** Start of SOURCE EXTRACT **
A formed body 302 containing a thiourethane resin and a UV absorber was obtained by performing the same operations as in Reference Production Example 301, except that the amount of TINUVIN 329 used as the UV absorber was changed from 1.5 parts by mass to 0.05 parts by mass.
(Production of Swarf-Form Composition X302)
A lens was produced by milling the thus obtained formed body 302. A milling swarf generated in this process was collected and applied to a sieve having a nominal mesh size of 1 mm as defined by JIS Z-8801-1:2019, and the swarf passed through the sieve was recovered, whereby a swarf-form composition X302 was obtained as a composition XA containing the thiourethane resin and the UV absorber.
The whole amount of the swarf-form composition X301 (100 g) obtained in Reference Production Example 301 [composition X] was charged into a 500-mL flask equipped with a condenser, and monoethanolamine (manufactured by FUJIFILM Wako Pure Chemical Corporation) (40.5 g; 0.663 mol) and toluene (193 g) were added thereto, and the resultant was heated with stirring at 90° C. for 7 hours to obtain a reaction mixture containing a polythiol composition (the above operations are hereinafter referred to as “reaction step”).
—Separation Step (Separation Aspect B)—
The reaction mixture obtained in the reaction step was subjected to the separation step according to the separation aspect B including extraction and the like, whereby the polythiol composition was separated from the reaction mixture. The details of this process will now be described.
** End of SOURCE EXTRACT **
** Start of ROWS **
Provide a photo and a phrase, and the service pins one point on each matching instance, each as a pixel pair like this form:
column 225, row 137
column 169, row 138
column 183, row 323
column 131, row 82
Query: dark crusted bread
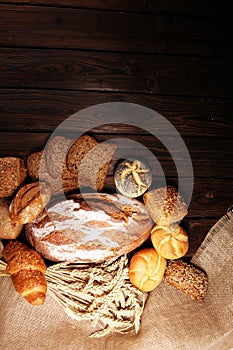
column 78, row 151
column 8, row 228
column 12, row 175
column 101, row 227
column 95, row 165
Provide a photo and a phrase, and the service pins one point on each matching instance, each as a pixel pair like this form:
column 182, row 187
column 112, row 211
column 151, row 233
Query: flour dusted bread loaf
column 90, row 229
column 165, row 205
column 8, row 228
column 12, row 175
column 170, row 242
column 29, row 202
column 27, row 269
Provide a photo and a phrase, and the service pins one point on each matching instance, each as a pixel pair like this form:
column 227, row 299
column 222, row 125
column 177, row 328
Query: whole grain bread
column 95, row 165
column 55, row 155
column 12, row 175
column 78, row 151
column 8, row 228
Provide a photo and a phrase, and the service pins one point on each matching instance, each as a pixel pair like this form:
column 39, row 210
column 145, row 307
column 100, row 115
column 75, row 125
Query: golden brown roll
column 165, row 205
column 170, row 242
column 29, row 202
column 27, row 269
column 146, row 269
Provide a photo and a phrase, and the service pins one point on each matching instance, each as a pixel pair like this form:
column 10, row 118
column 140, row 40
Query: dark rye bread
column 95, row 165
column 12, row 175
column 55, row 155
column 37, row 170
column 78, row 151
column 101, row 227
column 8, row 228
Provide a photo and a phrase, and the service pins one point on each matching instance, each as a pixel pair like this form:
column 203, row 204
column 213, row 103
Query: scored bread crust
column 12, row 175
column 98, row 228
column 165, row 205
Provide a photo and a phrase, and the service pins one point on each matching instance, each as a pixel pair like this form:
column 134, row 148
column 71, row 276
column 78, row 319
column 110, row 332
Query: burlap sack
column 170, row 320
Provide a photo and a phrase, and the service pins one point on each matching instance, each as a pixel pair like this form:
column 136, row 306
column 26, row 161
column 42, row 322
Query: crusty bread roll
column 29, row 202
column 12, row 175
column 90, row 229
column 27, row 269
column 146, row 269
column 165, row 205
column 8, row 228
column 132, row 178
column 187, row 278
column 170, row 242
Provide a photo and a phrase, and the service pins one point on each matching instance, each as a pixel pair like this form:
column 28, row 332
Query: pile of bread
column 90, row 226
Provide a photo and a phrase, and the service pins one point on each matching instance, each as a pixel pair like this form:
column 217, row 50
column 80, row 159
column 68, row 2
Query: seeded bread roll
column 29, row 202
column 8, row 228
column 146, row 269
column 170, row 242
column 165, row 205
column 132, row 179
column 187, row 278
column 12, row 175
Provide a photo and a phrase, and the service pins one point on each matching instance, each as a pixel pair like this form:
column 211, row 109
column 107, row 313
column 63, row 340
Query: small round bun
column 170, row 242
column 165, row 205
column 132, row 178
column 29, row 202
column 146, row 269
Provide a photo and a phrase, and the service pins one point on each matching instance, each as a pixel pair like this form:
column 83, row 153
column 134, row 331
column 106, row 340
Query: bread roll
column 146, row 269
column 12, row 175
column 170, row 242
column 29, row 202
column 27, row 269
column 132, row 179
column 165, row 205
column 91, row 229
column 8, row 228
column 187, row 278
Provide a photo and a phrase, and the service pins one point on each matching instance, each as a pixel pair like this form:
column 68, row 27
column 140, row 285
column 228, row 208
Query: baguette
column 27, row 269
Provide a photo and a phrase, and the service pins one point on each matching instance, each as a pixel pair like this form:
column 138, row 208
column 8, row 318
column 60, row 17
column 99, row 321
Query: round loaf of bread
column 165, row 205
column 146, row 269
column 170, row 242
column 92, row 228
column 29, row 202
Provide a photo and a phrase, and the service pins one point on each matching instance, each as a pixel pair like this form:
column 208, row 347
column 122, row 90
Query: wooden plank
column 42, row 110
column 199, row 8
column 79, row 70
column 210, row 157
column 38, row 26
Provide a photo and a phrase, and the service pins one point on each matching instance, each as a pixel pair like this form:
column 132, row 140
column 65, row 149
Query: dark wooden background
column 58, row 57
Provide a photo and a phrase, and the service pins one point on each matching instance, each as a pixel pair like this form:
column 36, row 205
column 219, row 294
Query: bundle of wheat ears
column 101, row 293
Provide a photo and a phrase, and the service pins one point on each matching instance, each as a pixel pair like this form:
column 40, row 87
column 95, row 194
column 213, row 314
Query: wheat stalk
column 101, row 293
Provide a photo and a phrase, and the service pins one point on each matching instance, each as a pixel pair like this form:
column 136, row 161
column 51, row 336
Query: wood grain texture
column 78, row 70
column 183, row 7
column 202, row 152
column 42, row 110
column 38, row 26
** End of ROWS **
TASK INSTRUCTIONS
A. Return the part of the resin excerpt from "(Production of Swarf-Form" to "the UV absorber.", copied word for word.
B. Pick out every line of the entries that contains the word "wooden".
The resin excerpt and the entries are unrelated material.

RESULTS BY TASK
A.
(Production of Swarf-Form Composition X302)
A lens was produced by milling the thus obtained formed body 302. A milling swarf generated in this process was collected and applied to a sieve having a nominal mesh size of 1 mm as defined by JIS Z-8801-1:2019, and the swarf passed through the sieve was recovered, whereby a swarf-form composition X302 was obtained as a composition XA containing the thiourethane resin and the UV absorber.

B.
Query: wooden plank
Query: dark wooden background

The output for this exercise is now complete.